Отрывок —
▬▬▬▬▬▬▬▬▬▬
Биография

Императрица

Жизнь Императрицы

«Россия может найти в молодой Императрице вторую Екатерину».


Французская газета «Эндепанданс» об Императрице Марии Александровне[1].


26 августа 1856 года в Успенском соборе Кремля состоится коронация Императора Александра II и Императрицы Марии Александровны. Символично, что в этот же день 32 года назад в Дармштадте состоялось присоединение к Православию Гессенской Принцессы – будущей Российской Императрицы.

Внушительный путь, который прошла некогда совсем юная и робкая Принцесса, став Цесаревной и совмещая семейные труды с постепенным погружением в дела государственные, станет хорошей школой деятельной подготовки к Царствованию. Свои природные и огранённые жизнью в России таланты она, полноправная сподвижница и единомышленница нового Государя, употребит во благо общего дела - во благо России.

«Благодаря своему чувству уверенности [Мария Александровна] уже скоро приобрела удивительную стойкость своего положения как Императрицы», - напишет германский историк О. Хётч[2]. К числу современников, отмечавших её незаурядные способности относился М.Н. Муравьев: «…умна и ставит вопросы совсем не по-женски… большая часть разговоров касалась вопросов административных, в которых Императрица, по-видимому, очень хорошо разбирается», - пересказывает его слова фрейлина А.Ф. Тютчева, которая заметит и то, что «он никогда не предполагал в ней такого государственного ума»[3]. Недаром за мудрость Императрицу Марию Александровну сравнивали с великой предшественницей – Императрицей Екатериной II.
▬▬▬▬▬▬▬▬▬▬
Строки данных —

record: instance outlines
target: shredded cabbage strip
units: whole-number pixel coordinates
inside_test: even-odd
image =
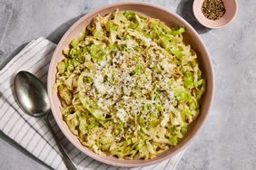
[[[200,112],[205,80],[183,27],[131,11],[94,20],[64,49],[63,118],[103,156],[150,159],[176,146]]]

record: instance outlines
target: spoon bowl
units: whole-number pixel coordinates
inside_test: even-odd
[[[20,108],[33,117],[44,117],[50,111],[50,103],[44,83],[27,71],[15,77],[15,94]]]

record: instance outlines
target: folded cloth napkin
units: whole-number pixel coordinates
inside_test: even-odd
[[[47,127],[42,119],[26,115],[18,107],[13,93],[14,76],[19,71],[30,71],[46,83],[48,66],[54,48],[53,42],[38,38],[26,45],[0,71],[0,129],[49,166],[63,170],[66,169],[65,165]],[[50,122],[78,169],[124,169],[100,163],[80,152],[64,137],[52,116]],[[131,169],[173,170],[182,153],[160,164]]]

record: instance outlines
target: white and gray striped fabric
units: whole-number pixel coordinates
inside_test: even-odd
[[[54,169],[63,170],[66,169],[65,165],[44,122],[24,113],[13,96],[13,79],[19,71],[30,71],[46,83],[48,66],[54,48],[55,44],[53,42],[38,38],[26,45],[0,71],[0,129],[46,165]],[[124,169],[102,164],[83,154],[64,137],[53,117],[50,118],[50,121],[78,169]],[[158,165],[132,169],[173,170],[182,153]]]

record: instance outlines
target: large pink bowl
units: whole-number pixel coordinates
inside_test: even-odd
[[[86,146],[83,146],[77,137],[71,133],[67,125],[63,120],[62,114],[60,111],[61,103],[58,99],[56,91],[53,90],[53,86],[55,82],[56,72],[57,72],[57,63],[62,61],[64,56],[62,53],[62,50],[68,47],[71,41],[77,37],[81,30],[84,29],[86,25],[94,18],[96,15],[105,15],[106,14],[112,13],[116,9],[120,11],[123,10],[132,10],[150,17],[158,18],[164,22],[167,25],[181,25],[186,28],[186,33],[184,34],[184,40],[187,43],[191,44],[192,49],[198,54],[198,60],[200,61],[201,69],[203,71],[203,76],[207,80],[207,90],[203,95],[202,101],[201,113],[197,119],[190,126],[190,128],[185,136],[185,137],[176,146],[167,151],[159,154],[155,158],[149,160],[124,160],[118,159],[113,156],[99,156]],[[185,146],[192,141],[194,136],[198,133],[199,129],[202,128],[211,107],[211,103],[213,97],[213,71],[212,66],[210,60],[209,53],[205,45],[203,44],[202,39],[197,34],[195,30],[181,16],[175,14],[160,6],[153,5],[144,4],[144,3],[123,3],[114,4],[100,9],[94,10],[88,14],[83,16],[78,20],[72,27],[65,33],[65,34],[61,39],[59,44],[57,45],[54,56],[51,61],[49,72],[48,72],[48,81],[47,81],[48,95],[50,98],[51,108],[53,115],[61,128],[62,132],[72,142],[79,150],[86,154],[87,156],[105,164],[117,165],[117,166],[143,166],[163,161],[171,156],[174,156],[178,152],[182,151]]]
▬▬▬▬▬▬▬▬▬▬
Поставленная задача 1 —
Ответьте на вопросы по отрывку об Императрице Марии Александровне:
(а) В каком соборе состоится коронация 26 августа 1856 года?
(б) Какая газета сравнила молодую Императрицу со «второй Екатериной»?
(в) Чьи слова пересказывает фрейлина А.Ф. Тютчева?
Поставленная задача 2 —
Перечислите всех людей, которые названы по имени в отрывке об Императрице Марии Александровне.
Поставленная задача 3 —
Продолжите отрывок об Императрице Марии Александровне, начав сразу после его последнего предложения.

Письменный ответ 1 —
(а) В Успенском соборе Кремля.
(б) Французская газета «Эндепанданс».
(в) Слова М.Н. Муравьева.

Письменный ответ 2 —
Император Александр II, Императрица Мария Александровна, О. Хётч, М.Н. Муравьев, А.Ф. Тютчева, Императрица Екатерина II.

Письменный ответ 3 —
Государство

«Мари оправдала все надежды, которые возлагал на неё папа [Николай I], главным образом потому, что никогда не уклонялась ни от каких трудностей и свои личные интересы ставила после интересов страны».

Великая Княгиня Ольга Николаевна[4].

Как справедливо отмечает П.В. Стегний, ещё Цесаревной Мария Александровна была вовлечена в обсуждение государственных дел, что неизбежно подводило её к глубокому пониманию системного кризиса, который переживала николаевская политическая система. Осознание необходимости выработки новой, более реалистической политики создавали основу для идеи Великой реформы, прославившей царствование Александра II[5].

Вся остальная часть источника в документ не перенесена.